指示:
1. サタデー・ナイト・フィーバーの舞台化を紹介した本文で、トニーの兄を演じたのはだれですか。
2. 本文のうち、「2003年8月06日マチネ 新宿コマ劇場4列目センター」を含む語句で始まり「そして、ボビーCが事故で死んでしまう。」で終わる部分を、「ダンス・コンテスト」を「ダンス大会」に置き換えて書き改めなさい。

═══ 本文 ═══

(06年7月に整理し、掲載したものです)
2003年8月06日マチネ 新宿コマ劇場4列目センター
ジョン・トラボルタ主演の映画「サタデー・ナイト・フィーバー」の舞台化です。
あら筋
舞台は、ブルックリン・ベイブリッジ地区。
トニー(大澄賢也さん)は、土曜日の夜にフェイシスの仲間とオデッセー2001で踊ることだけが楽しみという生活をしていた。
今年のダンス・コンテストが近づく中、昨年のダンス・キングとなった時のパートナーのアネット(シルビア・グラフさん)は、今年もトニーと組みたがっていた。トニーは自分に夢中すぎるアネットとは上手くいかないと思っていた。そして、大人びたダンスの上手いステファニー(純名りささん)と出会い、組むことになった。
その一方で、思うように行かない事もあった。仕事を解雇されたり、一家の期待を一身に浴びていた兄(安崎求さん)が神父を辞めてしまったり、フェイシスの仲間ボビーC(美勇士さん)が恋人を妊娠させてしまったり、仲間の一人が喧嘩で大怪我をしたり・・・ しかし、トニーはコンテストで優勝する。それなのに、「身びいきの判定だ。」と言って、優勝を2位となったプエルトリコ系のカップルに譲ってしまう。
そして、ボビーCが事故で死んでしまう。
大人になるときだと思い始めたトニーは、ステファニーを追うようにマンハッタンで生活しようと決意するのだった。

═══ 提供された行 ═══

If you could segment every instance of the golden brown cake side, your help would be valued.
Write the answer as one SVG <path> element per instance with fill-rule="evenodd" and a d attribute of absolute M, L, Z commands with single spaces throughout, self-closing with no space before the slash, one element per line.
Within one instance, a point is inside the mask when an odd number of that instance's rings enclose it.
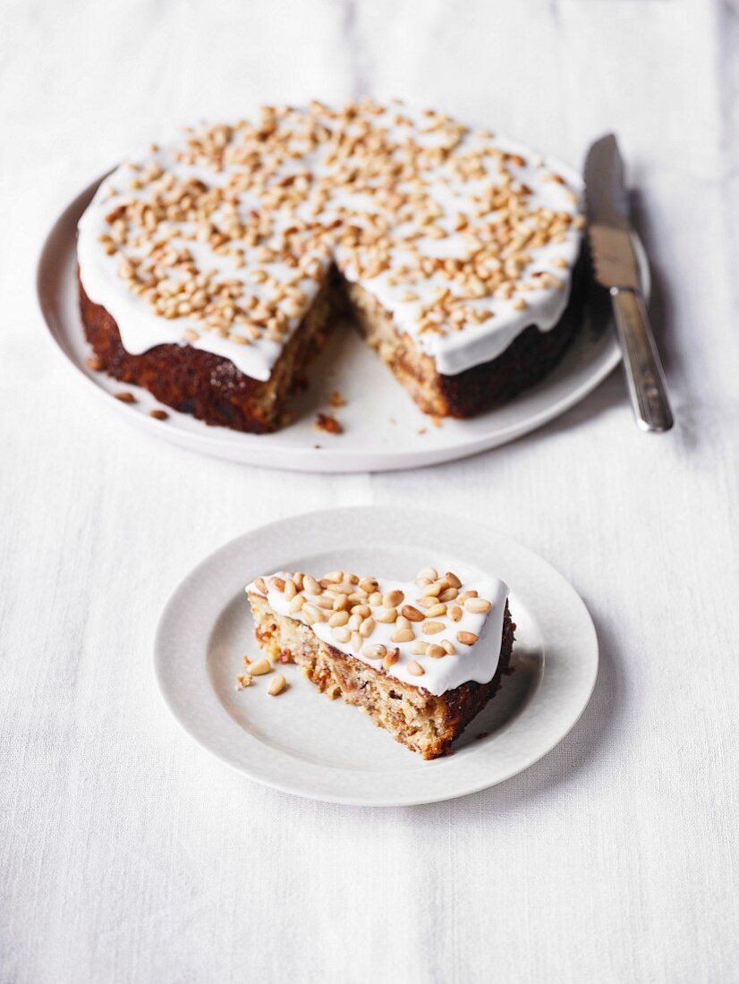
<path fill-rule="evenodd" d="M 541 332 L 529 325 L 499 356 L 455 376 L 437 372 L 434 359 L 398 329 L 392 314 L 365 287 L 347 283 L 346 304 L 367 343 L 424 413 L 471 417 L 512 400 L 555 368 L 582 323 L 582 267 L 581 263 L 567 308 L 554 328 Z"/>
<path fill-rule="evenodd" d="M 361 707 L 398 742 L 424 759 L 451 752 L 452 742 L 485 707 L 508 669 L 516 626 L 506 605 L 498 668 L 486 684 L 473 681 L 439 697 L 322 642 L 311 628 L 279 615 L 267 598 L 249 592 L 260 646 L 273 660 L 295 662 L 322 693 Z"/>
<path fill-rule="evenodd" d="M 262 383 L 240 372 L 230 359 L 193 345 L 155 345 L 133 355 L 123 347 L 113 318 L 88 297 L 81 281 L 79 293 L 85 334 L 101 370 L 149 390 L 160 402 L 207 424 L 257 434 L 287 421 L 287 397 L 306 363 L 323 347 L 334 321 L 327 278 L 270 379 Z"/>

═══

解答:
1. 安崎求さん

2.
2003年8月06日マチネ 新宿コマ劇場4列目センター
ジョン・トラボルタ主演の映画「サタデー・ナイト・フィーバー」の舞台化です。
あら筋
舞台は、ブルックリン・ベイブリッジ地区。
トニー(大澄賢也さん)は、土曜日の夜にフェイシスの仲間とオデッセー2001で踊ることだけが楽しみという生活をしていた。
今年のダンス大会が近づく中、昨年のダンス・キングとなった時のパートナーのアネット(シルビア・グラフさん)は、今年もトニーと組みたがっていた。トニーは自分に夢中すぎるアネットとは上手くいかないと思っていた。そして、大人びたダンスの上手いステファニー(純名りささん)と出会い、組むことになった。
その一方で、思うように行かない事もあった。仕事を解雇されたり、一家の期待を一身に浴びていた兄(安崎求さん)が神父を辞めてしまったり、フェイシスの仲間ボビーC(美勇士さん)が恋人を妊娠させてしまったり、仲間の一人が喧嘩で大怪我をしたり・・・ しかし、トニーはコンテストで優勝する。それなのに、「身びいきの判定だ。」と言って、優勝を2位となったプエルトリコ系のカップルに譲ってしまう。
そして、ボビーCが事故で死んでしまう。